[Location annotation dataset excerpts]
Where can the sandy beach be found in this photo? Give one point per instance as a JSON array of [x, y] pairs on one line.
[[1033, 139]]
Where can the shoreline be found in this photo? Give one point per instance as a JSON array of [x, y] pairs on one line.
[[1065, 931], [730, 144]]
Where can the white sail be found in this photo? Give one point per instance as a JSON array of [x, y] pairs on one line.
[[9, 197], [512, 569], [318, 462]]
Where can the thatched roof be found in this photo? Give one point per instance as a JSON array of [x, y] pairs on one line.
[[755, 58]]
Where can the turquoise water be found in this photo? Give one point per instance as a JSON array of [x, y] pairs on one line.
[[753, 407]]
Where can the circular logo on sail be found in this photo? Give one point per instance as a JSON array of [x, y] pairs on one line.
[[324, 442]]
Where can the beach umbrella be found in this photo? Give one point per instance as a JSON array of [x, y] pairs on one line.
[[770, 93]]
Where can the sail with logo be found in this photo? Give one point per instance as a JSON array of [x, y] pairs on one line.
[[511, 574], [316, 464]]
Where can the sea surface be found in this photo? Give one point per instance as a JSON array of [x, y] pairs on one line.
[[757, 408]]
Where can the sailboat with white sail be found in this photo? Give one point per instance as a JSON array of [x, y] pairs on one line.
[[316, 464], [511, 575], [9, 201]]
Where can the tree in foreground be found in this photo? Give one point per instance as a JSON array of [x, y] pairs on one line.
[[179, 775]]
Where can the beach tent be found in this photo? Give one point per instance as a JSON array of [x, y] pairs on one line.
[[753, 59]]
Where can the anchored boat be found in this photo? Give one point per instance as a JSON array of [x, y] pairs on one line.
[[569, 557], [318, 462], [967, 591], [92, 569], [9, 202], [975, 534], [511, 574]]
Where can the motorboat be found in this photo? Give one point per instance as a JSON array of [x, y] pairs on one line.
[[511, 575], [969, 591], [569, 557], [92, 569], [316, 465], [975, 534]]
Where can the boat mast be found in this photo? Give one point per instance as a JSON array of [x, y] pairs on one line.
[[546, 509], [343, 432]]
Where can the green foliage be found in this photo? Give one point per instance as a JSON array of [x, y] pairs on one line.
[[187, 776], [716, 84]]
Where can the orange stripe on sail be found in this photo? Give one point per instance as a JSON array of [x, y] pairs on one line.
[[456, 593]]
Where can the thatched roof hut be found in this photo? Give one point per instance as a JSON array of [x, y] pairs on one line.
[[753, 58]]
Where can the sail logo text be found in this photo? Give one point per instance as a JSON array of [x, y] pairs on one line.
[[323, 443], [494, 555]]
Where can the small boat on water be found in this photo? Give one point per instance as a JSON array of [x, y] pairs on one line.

What the task requires:
Copy out everything in the listing from the line containing "Where can the shoreline" down to the line containing "[[324, 442]]", both lines included. Keep the requests unchanged, and increase every coordinate in the answers by 94.

Solution to this task:
Where can the shoreline be found in this photo? Give one point per instance as a JSON array of [x, y] pairs on one line.
[[1159, 1025], [824, 238]]
Where can the white sail be found in this photo? Give one point per instance as a JSON array of [x, y] pairs on one line.
[[103, 291], [606, 663], [412, 556]]
Where can the thatched roof be found in this photo? Give one point per instance as a JSON array of [x, y] pairs on one line.
[[849, 152]]
Where can the turquoise water be found in this photo? Give one point per instance as a JSON array of [x, y] pairs on one line.
[[847, 501]]
Where can the circular logo on sail be found in this photo? Give one point per instance as a JSON array of [x, y] pairs on one line.
[[418, 536]]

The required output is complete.